Thu, Nov 11, 2004 - Page 2 News List

EPA to establish network to ensure groundwater safety

POLLUTION To maintain groundwater quality, the environmental agency plans to add 180 `alarm' wells around vulnerable sites in northern Taiwan


To monitor environmental pollution, an alarm system of 180 wells will be built around the island over the following three years to monitor groundwater quality, the Environmental Protection Administration (EPA) said yesterday.

EPA officials said yesterday there are currently 431 standard monitoring wells, through which the quality of groundwater is regularly examined. Every three months, data pertaining to heavy metals, pH levels, temperature, electrical conductivity, dissolved oxygen and other gases, in groundwater is recorded.

However, for certain sites vulnerable to pollution, such as industrial complexes and electroplate factories, more monitoring wells will be set up to determine potential risks.

▶ [SHORT EXERCISE] Please write out the groundwater article word for word, from "POLLUTION To maintain" up to and including "groundwater is recorded.". The data is separate material, unrelated to the groundwater article.

▶ [RECORDED INFORMATION]

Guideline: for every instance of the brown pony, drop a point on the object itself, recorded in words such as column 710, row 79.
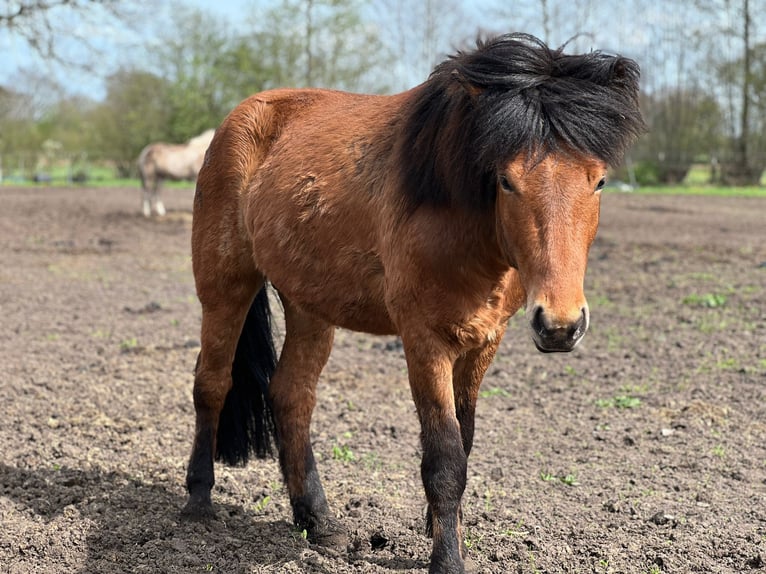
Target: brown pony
column 160, row 161
column 434, row 214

▶ [ANSWER TO THIS EXERCISE]
POLLUTION To maintain groundwater quality, the environmental agency plans to add 180 `alarm' wells around vulnerable sites in northern Taiwan


To monitor environmental pollution, an alarm system of 180 wells will be built around the island over the following three years to monitor groundwater quality, the Environmental Protection Administration (EPA) said yesterday.

EPA officials said yesterday there are currently 431 standard monitoring wells, through which the quality of groundwater is regularly examined. Every three months, data pertaining to heavy metals, pH levels, temperature, electrical conductivity, dissolved oxygen and other gases, in groundwater is recorded.